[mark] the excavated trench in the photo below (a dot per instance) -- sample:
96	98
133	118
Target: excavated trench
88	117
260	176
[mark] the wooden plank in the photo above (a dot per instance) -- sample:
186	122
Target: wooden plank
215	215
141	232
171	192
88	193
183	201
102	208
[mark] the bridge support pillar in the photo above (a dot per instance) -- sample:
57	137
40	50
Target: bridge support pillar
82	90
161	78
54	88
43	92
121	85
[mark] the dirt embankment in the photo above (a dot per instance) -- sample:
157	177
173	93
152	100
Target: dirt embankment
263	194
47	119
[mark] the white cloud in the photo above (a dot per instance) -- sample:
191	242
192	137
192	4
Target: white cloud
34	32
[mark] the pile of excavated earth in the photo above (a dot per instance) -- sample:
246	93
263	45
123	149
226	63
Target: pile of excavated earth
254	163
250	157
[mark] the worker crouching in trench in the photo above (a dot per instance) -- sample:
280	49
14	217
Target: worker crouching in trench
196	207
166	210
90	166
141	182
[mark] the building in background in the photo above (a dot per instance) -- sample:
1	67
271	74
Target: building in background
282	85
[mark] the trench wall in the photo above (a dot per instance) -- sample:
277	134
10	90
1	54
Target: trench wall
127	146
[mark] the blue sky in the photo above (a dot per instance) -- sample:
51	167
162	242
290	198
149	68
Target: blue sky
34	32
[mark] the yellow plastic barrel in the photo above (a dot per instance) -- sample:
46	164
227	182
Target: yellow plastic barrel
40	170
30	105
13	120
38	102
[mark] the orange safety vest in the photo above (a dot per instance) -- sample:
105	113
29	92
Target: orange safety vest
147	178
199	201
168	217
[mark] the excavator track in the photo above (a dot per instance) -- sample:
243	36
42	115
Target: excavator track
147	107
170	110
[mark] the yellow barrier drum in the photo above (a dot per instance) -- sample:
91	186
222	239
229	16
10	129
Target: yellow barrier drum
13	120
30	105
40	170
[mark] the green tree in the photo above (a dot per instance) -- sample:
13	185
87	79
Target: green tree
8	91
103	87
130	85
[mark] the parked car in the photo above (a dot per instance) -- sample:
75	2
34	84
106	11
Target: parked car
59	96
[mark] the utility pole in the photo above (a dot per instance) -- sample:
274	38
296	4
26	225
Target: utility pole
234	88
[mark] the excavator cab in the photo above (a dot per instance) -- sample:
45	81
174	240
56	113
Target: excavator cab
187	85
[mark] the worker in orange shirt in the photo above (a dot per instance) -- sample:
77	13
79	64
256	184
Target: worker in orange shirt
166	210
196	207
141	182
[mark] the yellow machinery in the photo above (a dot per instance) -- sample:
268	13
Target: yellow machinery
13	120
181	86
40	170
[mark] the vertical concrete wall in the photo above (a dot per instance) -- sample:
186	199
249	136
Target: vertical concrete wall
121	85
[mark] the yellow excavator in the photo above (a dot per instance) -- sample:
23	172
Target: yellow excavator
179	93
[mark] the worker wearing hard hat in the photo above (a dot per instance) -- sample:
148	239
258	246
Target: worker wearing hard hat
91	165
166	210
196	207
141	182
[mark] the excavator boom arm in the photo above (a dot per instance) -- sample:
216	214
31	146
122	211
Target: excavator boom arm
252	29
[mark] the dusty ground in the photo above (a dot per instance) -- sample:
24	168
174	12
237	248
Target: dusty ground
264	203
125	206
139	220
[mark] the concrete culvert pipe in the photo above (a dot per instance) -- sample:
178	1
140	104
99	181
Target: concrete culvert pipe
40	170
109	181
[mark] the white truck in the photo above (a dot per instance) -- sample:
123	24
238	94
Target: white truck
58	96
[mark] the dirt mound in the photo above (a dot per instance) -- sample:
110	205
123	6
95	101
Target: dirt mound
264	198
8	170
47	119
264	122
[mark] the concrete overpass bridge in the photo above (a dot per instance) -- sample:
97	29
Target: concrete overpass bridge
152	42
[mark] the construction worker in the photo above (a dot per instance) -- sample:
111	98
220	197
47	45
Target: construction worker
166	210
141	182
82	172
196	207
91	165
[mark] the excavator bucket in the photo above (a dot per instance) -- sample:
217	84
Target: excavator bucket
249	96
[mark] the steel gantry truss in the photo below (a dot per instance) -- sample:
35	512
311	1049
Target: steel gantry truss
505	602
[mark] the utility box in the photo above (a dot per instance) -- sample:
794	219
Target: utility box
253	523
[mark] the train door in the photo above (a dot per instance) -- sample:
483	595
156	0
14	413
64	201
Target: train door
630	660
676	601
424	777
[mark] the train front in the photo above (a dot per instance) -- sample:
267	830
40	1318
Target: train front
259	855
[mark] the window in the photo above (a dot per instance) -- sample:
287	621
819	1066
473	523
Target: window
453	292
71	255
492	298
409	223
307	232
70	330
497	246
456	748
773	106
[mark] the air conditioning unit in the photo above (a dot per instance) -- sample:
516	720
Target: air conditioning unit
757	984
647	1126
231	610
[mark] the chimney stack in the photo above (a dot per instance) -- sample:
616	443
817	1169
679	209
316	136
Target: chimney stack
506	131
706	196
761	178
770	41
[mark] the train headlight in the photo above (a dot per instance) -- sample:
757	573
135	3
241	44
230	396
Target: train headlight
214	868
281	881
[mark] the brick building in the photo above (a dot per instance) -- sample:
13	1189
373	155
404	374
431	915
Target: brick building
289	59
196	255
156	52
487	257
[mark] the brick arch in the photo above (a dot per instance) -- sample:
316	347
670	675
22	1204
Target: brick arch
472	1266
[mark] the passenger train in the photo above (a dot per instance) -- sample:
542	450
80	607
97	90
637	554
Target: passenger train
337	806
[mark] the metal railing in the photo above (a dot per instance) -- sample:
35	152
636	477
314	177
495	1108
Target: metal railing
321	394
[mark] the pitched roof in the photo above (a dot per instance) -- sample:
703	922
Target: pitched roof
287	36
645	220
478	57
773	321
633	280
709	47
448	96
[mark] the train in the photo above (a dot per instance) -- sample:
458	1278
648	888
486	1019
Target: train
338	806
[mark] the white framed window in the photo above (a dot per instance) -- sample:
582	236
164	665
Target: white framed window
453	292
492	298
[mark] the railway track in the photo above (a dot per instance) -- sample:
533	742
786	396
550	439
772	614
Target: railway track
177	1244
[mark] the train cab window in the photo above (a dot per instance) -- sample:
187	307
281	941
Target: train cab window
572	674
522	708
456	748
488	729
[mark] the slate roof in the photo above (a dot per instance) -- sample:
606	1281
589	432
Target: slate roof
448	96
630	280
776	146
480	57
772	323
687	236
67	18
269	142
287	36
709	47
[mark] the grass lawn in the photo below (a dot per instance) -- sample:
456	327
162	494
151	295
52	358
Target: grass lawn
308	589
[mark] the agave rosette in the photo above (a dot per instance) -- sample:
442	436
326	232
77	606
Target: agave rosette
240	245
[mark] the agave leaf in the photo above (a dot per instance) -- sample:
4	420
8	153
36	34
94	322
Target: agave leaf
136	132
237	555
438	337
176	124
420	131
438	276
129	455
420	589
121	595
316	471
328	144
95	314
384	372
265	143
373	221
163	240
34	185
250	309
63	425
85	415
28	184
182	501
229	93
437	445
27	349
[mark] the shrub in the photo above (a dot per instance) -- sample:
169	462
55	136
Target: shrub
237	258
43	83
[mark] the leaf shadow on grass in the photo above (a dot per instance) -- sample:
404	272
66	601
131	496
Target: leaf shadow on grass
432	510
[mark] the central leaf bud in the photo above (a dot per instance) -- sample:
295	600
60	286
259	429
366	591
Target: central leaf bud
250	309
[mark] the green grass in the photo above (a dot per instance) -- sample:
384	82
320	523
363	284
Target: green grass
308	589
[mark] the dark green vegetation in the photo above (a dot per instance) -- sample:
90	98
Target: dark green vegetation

···

◆ **SHORT TASK**:
Print the whole listing exactly as it is.

◆ **TASK ANSWER**:
[mark] the excavated trench in the photo below (a dot per instance) -- sample:
96	98
133	118
Target: excavated trench
88	117
260	176
[mark] the wooden plank in the photo above (a dot per instance) -- sample:
186	122
Target: wooden plank
215	215
141	232
171	192
88	193
183	201
102	208
[mark] the bridge support pillar in the photo above (a dot per instance) -- sample:
57	137
40	50
Target: bridge support pillar
82	90
161	78
54	88
43	92
121	85
[mark] the dirt embankment in the photo above (a dot per instance) -- sample:
157	177
173	93
152	100
Target: dirt embankment
263	194
47	119
[mark] the white cloud in the photo above (a dot per instance) -- sample:
191	242
192	137
192	4
Target: white cloud
34	32
[mark] the pile of excavated earth in the photo above (a dot per instance) -- sample:
246	93
263	45
123	149
226	63
Target: pile of excavated earth
254	163
250	157
[mark] the worker crouching in trench in the photo above (a dot per instance) -- sample:
280	49
14	217
Target: worker crouching in trench
196	207
166	210
90	166
141	182
[mark] the building in background in the photo above (a dot per instance) -- sample:
1	67
271	74
Target: building in background
282	85
[mark] the trench wall in the photo above (a dot per instance) -- sample:
277	134
10	90
1	54
Target: trench wall
127	146
[mark] the blue sky in the photo above (a dot per instance) -- sample:
51	167
162	242
290	198
149	68
Target: blue sky
34	32
[mark] the yellow plastic barrel in the photo above (a dot per instance) -- sample:
46	164
227	182
Target: yellow plastic barrel
40	170
30	105
13	120
38	102
[mark] the orange safety vest in the photo above (a dot per instance) -- sample:
105	113
29	92
Target: orange safety vest
147	178
199	201
168	217
[mark] the excavator track in the photo above (a dot per instance) -- sample:
243	36
42	115
Target: excavator track
147	107
170	110
[mark] the yellow barrier drum in the photo above (a dot per instance) -- sample:
91	186
222	239
229	16
10	129
Target: yellow barrier drum
13	120
30	105
40	170
[mark] the green tree in the photo above (a dot per instance) -- sample:
13	185
87	79
Target: green tree
8	91
103	87
130	85
[mark] the parked car in the photo above (a dot per instance) -- sample:
75	2
34	84
106	11
Target: parked car
59	96
[mark] the utility pole in the photo above (a dot per instance) -- sample:
274	38
296	4
26	225
Target: utility pole
234	88
[mark] the excavator cab in the photo above (a dot per instance) -- sample:
45	81
174	240
56	113
Target: excavator cab
187	85
[mark] the worker in orange shirt in the photo above (a dot per instance) -- sample:
77	13
79	64
256	184
Target: worker in orange shirt
166	210
196	207
141	182
[mark] the yellow machinery in the photo above (a dot per instance) -- sample:
268	13
Target: yellow machinery
13	120
181	86
40	170
[mark] the vertical concrete wall in the photo above (a dot per instance) -- sample:
186	199
249	136
Target: vertical concrete wall
121	85
[mark] the yellow excavator in the photo above (a dot per instance) -- sample:
23	172
Target: yellow excavator
179	93
[mark] the worker wearing hard hat in the photo above (a dot per instance) -- sample:
148	239
258	246
Target: worker wearing hard hat
91	165
166	210
196	207
141	182
[mark] the excavator boom arm in the photo above (a dot per instance) -- sample:
216	214
31	146
122	211
Target: excavator boom arm
252	29
[mark] the dusty ground in the photo above (a dot per instance) -- sample:
24	168
174	12
237	248
Target: dusty ground
264	203
125	206
139	220
[mark] the concrete culvert pipe in the photo above (a dot per instance) -- sample:
178	1
140	104
99	181
Target: concrete culvert pipe
40	170
109	181
[mark] the white truck in the photo above (a dot per instance) -- sample:
123	24
238	94
Target: white truck
58	96
[mark] the dirt mound in the photo above (a dot per instance) -- sample:
110	205
123	6
95	101
Target: dirt mound
264	198
8	170
47	119
264	122
[mark] the concrete overpass bridge in the photo above (a dot per instance) -- sample:
97	29
Target: concrete overpass bridge
152	42
[mark] the construction worker in the photo above (a dot per instance) -- sample:
111	98
220	197
47	45
Target: construction worker
166	210
141	182
82	172
196	207
91	165
[mark] the excavator bucket in the photo above (a dot per instance) -- sample:
217	84
Target: excavator bucket
249	96
[mark] the steel gantry truss in the photo below (a dot per instance) -- sample:
35	512
311	1049
Target: steel gantry truss
505	602
[mark] the utility box in the photo above (a dot per instance) -- sample:
794	219
Target: utility box
253	523
[mark] the train door in the photo above (a dot per instance) -- sample:
483	595
156	0
14	413
64	201
Target: train door
630	660
676	601
424	777
[mark] the train front in the photo above (a dot per instance) -- sample:
267	830
40	1318
Target: train front
259	855
[mark] the window in the photo above (a dot per instance) -- sample:
287	621
819	1066
473	523
Target: window
453	292
71	255
492	298
409	223
307	232
70	330
497	246
456	748
773	106
[mark] the air conditioning unit in the photo above (a dot per instance) -- sample:
516	720
Target: air conditioning unit
757	984
647	1126
231	610
[mark] the chimney stack in the photo above (a dot per instance) -- sample:
616	443
817	1169
679	209
316	136
Target: chimney stack
506	131
706	196
761	178
770	41
[mark] the train headlight in the photo above (a dot per instance) -- sample:
757	573
135	3
241	44
230	396
Target: train headlight
214	868
281	881
[mark] the brick building in the photo above (a dot per instance) -- sample:
13	1189
373	155
404	374
431	915
Target: brick building
289	59
196	255
156	52
487	257
[mark] the brick arch in the photo above (a dot per instance) -- sample:
316	347
670	675
22	1204
Target: brick arch
472	1266
[mark] the passenger train in the photo above (a dot per instance) -- sample:
542	450
80	607
97	90
637	554
Target: passenger train
337	806
[mark] the metal railing in the photo above (a dot per instance) -- sample:
35	152
636	477
314	177
495	1108
Target: metal railing
321	394
[mark] the pitched roof in the photo above (a dot per instance) -- sample:
703	922
Target: pitched roof
287	36
645	220
478	57
773	321
633	280
709	47
448	96
[mark] the train in the photo above (a dot per instance) -- sample:
458	1278
648	888
486	1019
Target: train
338	806
[mark] the white framed window in the photo above (a dot per instance) -- sample:
582	236
164	665
Target: white framed window
453	292
492	298
[mark] the railway track in the photo above (a dot per instance) -- sample:
533	742
786	396
550	439
772	614
Target: railway track
177	1244
[mark] the train cab window in the photo above (a dot per instance) -- sample:
187	307
281	941
Target: train cab window
572	674
522	708
456	748
488	729
[mark] the slate roof in the photo above (a dot per instance) -- sample:
606	1281
589	432
Target: slate roof
448	96
630	280
776	146
480	57
772	323
687	236
67	18
269	142
287	36
709	47
[mark] the grass lawn in the photo below (a dot per instance) -- sample:
456	327
162	494
151	295
52	358
Target: grass lawn
308	589
[mark] the agave rosette in the photo above (a dot per instance) -- sample:
442	436
326	232
77	606
Target: agave rosette
240	245
[mark] the agave leaf in the photo above (a dot per instance) -- sample:
4	420
8	153
36	34
94	322
Target: agave leaf
136	132
237	555
438	337
176	124
420	131
438	276
129	455
420	589
121	595
316	471
328	144
95	314
384	372
265	143
373	221
163	240
34	185
250	309
63	425
85	415
28	184
182	501
229	93
437	445
27	349
[mark] the shrub in the photo above (a dot per instance) -- sample:
169	462
55	136
Target: shrub
237	258
43	83
[mark] the leaf shadow on grass in the photo above (a dot per instance) -- sample:
404	272
66	601
131	496
Target: leaf shadow on grass
432	510
[mark] the central leaf bud in the photo above (a dot per instance) -- sample:
295	600
60	286
259	429
366	591
Target: central leaf bud
250	309
[mark] the green grass in the photo above (a dot per instance) -- sample:
384	82
320	523
363	284
Target: green grass
308	589
[mark] the dark green vegetation in the photo above (a dot per instance) -- sample:
90	98
Target: dark green vegetation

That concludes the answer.